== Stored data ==
+++

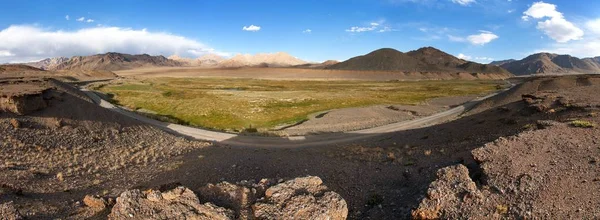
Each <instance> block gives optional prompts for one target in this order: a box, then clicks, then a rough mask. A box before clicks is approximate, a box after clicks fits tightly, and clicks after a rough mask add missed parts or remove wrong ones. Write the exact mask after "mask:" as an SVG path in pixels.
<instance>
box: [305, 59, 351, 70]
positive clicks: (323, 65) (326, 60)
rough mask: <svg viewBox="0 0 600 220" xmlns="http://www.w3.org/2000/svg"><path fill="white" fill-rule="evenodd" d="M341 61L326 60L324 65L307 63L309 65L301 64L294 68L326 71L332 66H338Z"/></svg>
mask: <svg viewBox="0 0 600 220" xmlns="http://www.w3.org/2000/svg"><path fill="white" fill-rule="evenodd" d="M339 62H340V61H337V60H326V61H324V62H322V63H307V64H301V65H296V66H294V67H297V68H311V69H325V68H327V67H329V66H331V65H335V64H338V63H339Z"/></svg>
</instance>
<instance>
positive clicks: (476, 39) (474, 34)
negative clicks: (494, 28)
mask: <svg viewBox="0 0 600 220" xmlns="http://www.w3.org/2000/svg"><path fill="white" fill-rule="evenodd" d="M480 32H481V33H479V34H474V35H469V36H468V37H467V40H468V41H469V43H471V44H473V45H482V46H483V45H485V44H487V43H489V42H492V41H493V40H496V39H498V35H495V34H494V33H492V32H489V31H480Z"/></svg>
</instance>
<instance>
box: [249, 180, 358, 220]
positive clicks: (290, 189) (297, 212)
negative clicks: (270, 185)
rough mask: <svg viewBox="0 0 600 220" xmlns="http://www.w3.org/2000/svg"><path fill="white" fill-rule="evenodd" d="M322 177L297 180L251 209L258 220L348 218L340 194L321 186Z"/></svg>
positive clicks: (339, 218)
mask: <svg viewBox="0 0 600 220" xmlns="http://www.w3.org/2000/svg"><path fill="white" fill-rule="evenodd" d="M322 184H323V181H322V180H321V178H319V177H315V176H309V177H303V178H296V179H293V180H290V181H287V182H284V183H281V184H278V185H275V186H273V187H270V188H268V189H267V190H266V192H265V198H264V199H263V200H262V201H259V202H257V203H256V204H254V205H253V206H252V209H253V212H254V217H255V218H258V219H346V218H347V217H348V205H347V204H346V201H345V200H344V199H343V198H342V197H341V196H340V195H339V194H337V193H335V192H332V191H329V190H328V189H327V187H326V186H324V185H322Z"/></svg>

+++

== What to do ==
Output only a verbatim copy of the lines spanning from the line that contains "61L326 60L324 65L307" to the end of the records above.

== Written response ==
rough mask: <svg viewBox="0 0 600 220" xmlns="http://www.w3.org/2000/svg"><path fill="white" fill-rule="evenodd" d="M341 61L326 60L324 65L307 63L309 65L301 64L294 68L326 71L332 66H338Z"/></svg>
mask: <svg viewBox="0 0 600 220" xmlns="http://www.w3.org/2000/svg"><path fill="white" fill-rule="evenodd" d="M339 62H340V61H337V60H326V61H324V62H322V63H307V64H301V65H296V66H294V67H297V68H311V69H325V68H327V67H329V66H331V65H335V64H338V63H339Z"/></svg>
</instance>
<instance>
positive clicks: (476, 39) (474, 34)
negative clicks: (494, 28)
mask: <svg viewBox="0 0 600 220" xmlns="http://www.w3.org/2000/svg"><path fill="white" fill-rule="evenodd" d="M480 32H481V33H479V34H474V35H469V36H468V37H467V40H468V41H469V43H471V44H473V45H482V46H483V45H485V44H487V43H489V42H492V41H493V40H496V39H498V35H495V34H494V33H492V32H489V31H480Z"/></svg>
</instance>
<instance>
box: [249, 180, 358, 220]
positive clicks: (290, 189) (297, 212)
negative clicks: (270, 185)
rough mask: <svg viewBox="0 0 600 220" xmlns="http://www.w3.org/2000/svg"><path fill="white" fill-rule="evenodd" d="M322 177L297 180L251 209L258 220L348 218L340 194L321 186Z"/></svg>
positive clicks: (339, 218)
mask: <svg viewBox="0 0 600 220" xmlns="http://www.w3.org/2000/svg"><path fill="white" fill-rule="evenodd" d="M322 184H323V181H322V180H321V178H319V177H315V176H309V177H303V178H296V179H293V180H290V181H287V182H284V183H281V184H278V185H275V186H273V187H270V188H268V189H267V190H266V192H265V198H264V199H263V200H262V201H259V202H257V203H256V204H254V205H253V206H252V209H253V212H254V217H255V218H258V219H346V218H347V217H348V205H347V204H346V201H345V200H344V199H343V198H342V197H341V196H340V195H339V194H337V193H335V192H332V191H329V190H328V189H327V187H326V186H324V185H322Z"/></svg>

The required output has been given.